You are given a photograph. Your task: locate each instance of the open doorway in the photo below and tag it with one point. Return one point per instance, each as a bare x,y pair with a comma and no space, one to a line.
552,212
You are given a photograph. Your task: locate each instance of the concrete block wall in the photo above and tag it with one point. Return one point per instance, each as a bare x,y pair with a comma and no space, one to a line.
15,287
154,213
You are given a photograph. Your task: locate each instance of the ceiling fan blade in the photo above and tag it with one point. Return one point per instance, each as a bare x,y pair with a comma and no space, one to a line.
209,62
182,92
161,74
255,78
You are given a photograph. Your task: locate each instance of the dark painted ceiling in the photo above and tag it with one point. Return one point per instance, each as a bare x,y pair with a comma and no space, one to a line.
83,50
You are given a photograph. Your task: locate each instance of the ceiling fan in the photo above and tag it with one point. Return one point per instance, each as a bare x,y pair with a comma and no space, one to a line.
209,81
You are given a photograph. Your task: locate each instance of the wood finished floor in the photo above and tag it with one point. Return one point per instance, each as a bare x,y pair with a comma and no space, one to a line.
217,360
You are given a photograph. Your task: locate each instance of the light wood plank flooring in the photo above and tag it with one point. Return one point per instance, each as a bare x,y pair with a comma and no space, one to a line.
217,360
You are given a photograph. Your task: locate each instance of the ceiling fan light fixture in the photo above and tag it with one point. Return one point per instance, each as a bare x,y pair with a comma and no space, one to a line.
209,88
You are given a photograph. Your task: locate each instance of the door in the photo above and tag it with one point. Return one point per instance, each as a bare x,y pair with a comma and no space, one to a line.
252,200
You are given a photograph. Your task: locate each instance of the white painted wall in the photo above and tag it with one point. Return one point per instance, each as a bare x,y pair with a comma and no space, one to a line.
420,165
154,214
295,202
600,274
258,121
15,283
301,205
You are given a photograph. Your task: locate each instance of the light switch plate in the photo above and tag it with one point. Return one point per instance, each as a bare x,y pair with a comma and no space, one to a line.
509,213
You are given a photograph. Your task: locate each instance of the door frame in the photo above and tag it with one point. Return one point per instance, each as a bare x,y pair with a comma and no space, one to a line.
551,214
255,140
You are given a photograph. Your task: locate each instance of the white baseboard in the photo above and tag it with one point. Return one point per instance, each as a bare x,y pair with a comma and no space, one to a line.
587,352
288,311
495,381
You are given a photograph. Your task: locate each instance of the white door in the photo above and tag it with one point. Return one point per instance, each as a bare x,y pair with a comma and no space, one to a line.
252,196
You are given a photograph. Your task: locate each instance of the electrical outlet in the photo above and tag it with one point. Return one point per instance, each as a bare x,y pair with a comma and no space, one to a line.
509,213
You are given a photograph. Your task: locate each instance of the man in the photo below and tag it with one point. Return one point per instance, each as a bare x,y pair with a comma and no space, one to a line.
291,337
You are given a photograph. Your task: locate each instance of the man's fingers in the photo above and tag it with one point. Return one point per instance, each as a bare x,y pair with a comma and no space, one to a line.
________________________
§ **ACTIVITY**
All of the material above should be set down again, unaltered.

§ **ANSWER SECTION**
You are given a photograph. Your task: locate each instance of the open doorway in the photo below and tag it with one point. Return one point per instance, each as a bare x,y pair with a comma and no space, one to a line.
552,212
You are given a photograph. Your task: locate each instance of the concrete block wall in the photo above and tag it with one point. Return one point per instance, each as a bare x,y pair with a comma and no space, one to a line.
15,287
154,213
You are given a photograph. Your task: locate each instance of the ceiling fan blade in the photo above and tag it with one point. Return one point per instance, each as a bare x,y pair with a comma and no space, one to a line.
209,62
182,92
161,74
255,78
You are given a photograph. Your task: locate each instance of the dark painted ceiling in the photo above and tag it with one point. Return one point per instance, each as a bare x,y pair with a comma and no space, one to a line.
83,50
You are given a photograph. Your task: locate each instance of the ceiling fan in the photo above and tag it with one point. Return one point per instance, each as a bare x,y pair with a comma and no space, one to a line.
209,81
You are given a photograph. Your task: locate each instance of the wood finished floor in the photo above and tag it with one point. Return one point per instance, each as a bare x,y pair with a comma and no space, one to a line.
217,360
You are given a photograph. Your task: locate each instance of the light wood plank flooring in the photo above and tag it with one point. Return one point per instance, each as a bare x,y pair with a comma and no space, one to a line.
217,360
You are given a photograph. Your task: locate each instance of the ceiling fan light fixture in the photo above and tag it with one point. Return one point per instance, each as a bare x,y pair with a comma and no space, one to a line.
209,88
You are given a photograph. Your task: locate each instance of the door in the photo above and tag it with one point. Return one point per instance, each as a bare x,y pair with a comma and no space, one to a line.
252,200
You are given a photograph. Your task: locate each instance of the white painted wall in the photo above and tag it with one point. Return one point per instance, each as a bare x,y pair with a comma and no space, one to a line.
420,165
154,214
295,202
600,274
258,121
15,283
301,205
You are given a photograph. Your task: locate each instance of the light switch plate in the photo above and tag it with one point. Return one point per instance, each as a bare x,y pair with a comma and no space, one to a line.
509,213
You are given a photograph. Your task: locate each instance of the door frame in the photo above and tag it with one point. Return one point per instance, each as a bare x,y pair with a comma and no space, one to a line.
551,214
255,140
You are given a photograph. Your task: locate each instance of the white baseboard in the photo above and tag it with one point. Return one point per instance, each as a bare x,y pair with a comma and no space, one to a line.
587,352
288,311
495,381
You are given a photograph. Your task: locate each instance of the white door in the photo above and tag it with one point. Return one point per instance, each as a bare x,y pair with a comma and no space, one to a line.
252,196
You are given a photograph. Your task: locate each instance of the electrical outlet in the photo above and tag it with one point. Return one point per instance, each as a bare x,y pair with a comma and no space, one to a line.
509,213
You are given a photograph. Your task: locate each instance of the man in the photo below and tag it with one point. Return one point per instance, each as a bare x,y pair with a comma and no space, one to a line.
291,337
You are given a photograph. Your task: locate each instance of the man's fingers in the photo above and tag it with one point. Return one point per instance, each as a bare x,y pair with a comma and no space, one to a line.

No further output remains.